* Begin *

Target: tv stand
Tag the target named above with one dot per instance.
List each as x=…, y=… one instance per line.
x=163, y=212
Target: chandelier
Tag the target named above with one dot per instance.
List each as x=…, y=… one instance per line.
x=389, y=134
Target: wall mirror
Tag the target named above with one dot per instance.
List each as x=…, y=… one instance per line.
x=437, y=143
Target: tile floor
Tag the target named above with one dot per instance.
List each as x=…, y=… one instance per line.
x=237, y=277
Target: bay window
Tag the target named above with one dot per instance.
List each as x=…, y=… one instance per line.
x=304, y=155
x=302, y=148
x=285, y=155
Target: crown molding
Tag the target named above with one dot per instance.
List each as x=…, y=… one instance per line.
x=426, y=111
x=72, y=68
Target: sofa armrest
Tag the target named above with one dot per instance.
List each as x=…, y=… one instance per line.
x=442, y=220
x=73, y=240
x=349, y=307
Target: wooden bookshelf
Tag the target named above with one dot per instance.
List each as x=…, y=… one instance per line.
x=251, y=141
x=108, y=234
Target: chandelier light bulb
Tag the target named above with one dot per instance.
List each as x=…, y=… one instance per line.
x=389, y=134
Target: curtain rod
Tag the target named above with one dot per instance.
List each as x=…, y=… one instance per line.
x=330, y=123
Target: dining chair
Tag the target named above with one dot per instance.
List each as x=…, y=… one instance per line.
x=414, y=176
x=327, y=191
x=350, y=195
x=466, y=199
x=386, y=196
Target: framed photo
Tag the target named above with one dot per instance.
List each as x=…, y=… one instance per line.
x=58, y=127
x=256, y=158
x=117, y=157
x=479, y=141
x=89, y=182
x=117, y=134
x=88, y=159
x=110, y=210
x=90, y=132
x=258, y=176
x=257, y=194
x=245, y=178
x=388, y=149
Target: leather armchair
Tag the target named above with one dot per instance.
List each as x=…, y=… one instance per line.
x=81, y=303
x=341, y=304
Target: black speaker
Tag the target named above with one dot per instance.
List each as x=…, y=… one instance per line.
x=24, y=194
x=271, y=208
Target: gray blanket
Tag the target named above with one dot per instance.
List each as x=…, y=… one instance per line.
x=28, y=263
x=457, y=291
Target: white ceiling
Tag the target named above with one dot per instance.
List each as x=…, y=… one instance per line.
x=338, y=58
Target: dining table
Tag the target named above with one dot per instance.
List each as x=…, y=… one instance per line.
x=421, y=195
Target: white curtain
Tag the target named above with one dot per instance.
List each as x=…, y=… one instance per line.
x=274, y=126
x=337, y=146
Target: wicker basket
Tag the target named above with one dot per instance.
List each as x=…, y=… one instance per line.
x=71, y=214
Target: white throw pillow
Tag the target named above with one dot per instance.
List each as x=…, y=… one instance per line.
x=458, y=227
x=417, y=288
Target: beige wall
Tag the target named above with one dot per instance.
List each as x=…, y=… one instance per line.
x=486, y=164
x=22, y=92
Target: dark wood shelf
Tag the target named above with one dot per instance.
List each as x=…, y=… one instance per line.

* End *

## Problem to solve:
Look above for the line containing "Target: curtain rod"; copy from it through the last line, exactly, and nothing more.

## Written reply:
Target: curtain rod
Tag the target named above with one dot per instance.
List each as x=…, y=… one instance per line.
x=330, y=123
Target: dining chair
Tag the target named above with one dot per instance.
List each as x=…, y=… one instance per line.
x=414, y=176
x=327, y=191
x=350, y=195
x=466, y=199
x=386, y=196
Target: framed photo
Tag the target named above with one dot per instance.
List each as x=…, y=… one instance per line.
x=58, y=127
x=256, y=158
x=117, y=157
x=479, y=141
x=89, y=182
x=117, y=134
x=88, y=159
x=110, y=210
x=90, y=132
x=258, y=176
x=257, y=194
x=245, y=178
x=388, y=149
Target: leather armchair
Tag the target named above with one dot per instance.
List each as x=…, y=… one instance per line.
x=81, y=303
x=341, y=304
Target: black speaker
Tag the target named above with one dot per instance.
List each as x=…, y=… one instance per line.
x=24, y=194
x=271, y=208
Target: gray blanket
Tag the target named above with one dot per instance.
List each as x=…, y=… one instance per line.
x=28, y=263
x=457, y=291
Target: white ceiling
Tag the target named above with one dot per instance.
List each as x=…, y=… one instance per line.
x=338, y=58
Target: dining table
Tag the target named above with one dot per instance.
List each as x=…, y=… one instance per line.
x=421, y=195
Target: white curtain
Tag the target named above with one dot per instance.
List each as x=…, y=… one instance per line.
x=274, y=126
x=337, y=146
Target: wicker basket
Tag the target named above with one dot per instance.
List each as x=…, y=… one instance per line.
x=71, y=214
Target: white throw pillow
Tag the target named above with one dot per instance.
List each as x=…, y=… one instance per line.
x=458, y=227
x=417, y=288
Target: beige wall
Tag the target named above with one dot per instance.
List each as x=…, y=… one instance per line.
x=486, y=164
x=22, y=92
Target: dark wood shelf
Tag the target named above with one dot per instance.
List each as x=…, y=… one instance per line.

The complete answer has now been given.